--- Provided material ---
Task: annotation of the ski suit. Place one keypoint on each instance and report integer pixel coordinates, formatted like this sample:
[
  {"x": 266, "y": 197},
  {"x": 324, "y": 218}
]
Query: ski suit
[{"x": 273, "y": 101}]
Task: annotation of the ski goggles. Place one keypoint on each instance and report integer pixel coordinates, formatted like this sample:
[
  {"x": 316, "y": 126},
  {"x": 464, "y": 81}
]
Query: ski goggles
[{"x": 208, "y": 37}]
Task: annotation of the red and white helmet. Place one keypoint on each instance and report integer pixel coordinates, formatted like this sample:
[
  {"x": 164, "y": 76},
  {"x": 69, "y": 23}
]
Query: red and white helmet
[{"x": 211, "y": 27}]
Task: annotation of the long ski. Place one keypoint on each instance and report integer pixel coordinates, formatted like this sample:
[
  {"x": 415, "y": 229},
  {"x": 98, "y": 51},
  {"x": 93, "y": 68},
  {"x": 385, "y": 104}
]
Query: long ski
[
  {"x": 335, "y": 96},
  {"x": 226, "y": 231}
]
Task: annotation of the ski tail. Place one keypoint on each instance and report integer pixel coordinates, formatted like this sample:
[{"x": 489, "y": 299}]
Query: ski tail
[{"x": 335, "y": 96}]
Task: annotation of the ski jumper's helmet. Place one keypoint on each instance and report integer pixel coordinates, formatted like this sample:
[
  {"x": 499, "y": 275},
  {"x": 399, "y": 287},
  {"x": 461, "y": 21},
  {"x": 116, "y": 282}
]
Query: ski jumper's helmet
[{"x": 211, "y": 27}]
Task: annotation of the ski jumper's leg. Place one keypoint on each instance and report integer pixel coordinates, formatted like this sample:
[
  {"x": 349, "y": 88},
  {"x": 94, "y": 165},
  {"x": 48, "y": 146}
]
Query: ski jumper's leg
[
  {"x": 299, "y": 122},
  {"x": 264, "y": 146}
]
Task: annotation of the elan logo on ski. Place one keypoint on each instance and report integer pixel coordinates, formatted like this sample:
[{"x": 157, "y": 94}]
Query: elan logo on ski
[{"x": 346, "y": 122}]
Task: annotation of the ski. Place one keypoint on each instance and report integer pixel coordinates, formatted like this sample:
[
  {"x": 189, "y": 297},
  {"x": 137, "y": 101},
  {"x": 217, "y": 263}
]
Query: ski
---
- **Exercise aim**
Put every line of the data above into a numbered list, leaving out any blank lines.

- **Exercise response**
1. Task: annotation of the ski suit. Place one keypoint on each instance and report integer pixel coordinates, formatted like this sample:
2. [
3.   {"x": 266, "y": 197},
4.   {"x": 324, "y": 218}
5. ]
6. Query: ski suit
7. [{"x": 273, "y": 101}]
8. Task: annotation of the ski goggles. Place one keypoint on each instance and report integer pixel coordinates, formatted like this sample:
9. [
10.   {"x": 316, "y": 126},
11.   {"x": 464, "y": 81}
12. ]
13. Query: ski goggles
14. [{"x": 208, "y": 37}]
15. Task: annotation of the red and white helmet. Place one keypoint on each instance and report integer pixel coordinates, formatted like this sample:
16. [
17.   {"x": 164, "y": 76},
18.   {"x": 69, "y": 23}
19. ]
20. Query: red and white helmet
21. [{"x": 211, "y": 27}]
22. Task: annotation of the long ski. Place one keypoint on each instance and report integer pixel coordinates, formatted like this sample:
23. [
24.   {"x": 415, "y": 229},
25.   {"x": 98, "y": 51},
26.   {"x": 93, "y": 68},
27.   {"x": 385, "y": 104}
28. ]
29. Query: long ski
30. [
31.   {"x": 335, "y": 96},
32.   {"x": 226, "y": 231}
33. ]
34. Task: annotation of the ski tail. Place one keypoint on each instance and report integer pixel coordinates, formatted like this sample:
35. [{"x": 489, "y": 299}]
36. Query: ski tail
37. [{"x": 335, "y": 96}]
38. Task: annotation of the ski jumper's helmet. Place one keypoint on each instance and report integer pixel coordinates, formatted like this sample:
39. [
40.   {"x": 499, "y": 275},
41.   {"x": 399, "y": 287},
42.   {"x": 461, "y": 21},
43.   {"x": 116, "y": 282}
44. ]
45. Query: ski jumper's helmet
46. [{"x": 211, "y": 27}]
47. Task: annotation of the ski jumper's leg. Place one keypoint on each instance and report integer pixel coordinates, formatted like this sample:
48. [
49.   {"x": 349, "y": 88},
50.   {"x": 94, "y": 165},
51.   {"x": 48, "y": 146}
52. ]
53. Query: ski jumper's leg
54. [
55.   {"x": 299, "y": 122},
56.   {"x": 264, "y": 146}
57. ]
58. Task: annotation of the elan logo on ski. Place one keypoint on each instance and report integer pixel coordinates, formatted like this sample:
59. [{"x": 157, "y": 94}]
60. Query: elan logo on ski
61. [{"x": 346, "y": 122}]
62. Task: annotation of the ski. Place one keypoint on each instance and report integer pixel coordinates, formatted like this sample:
63. [
64.   {"x": 189, "y": 297},
65.   {"x": 137, "y": 101},
66.   {"x": 217, "y": 263}
67. ]
68. Query: ski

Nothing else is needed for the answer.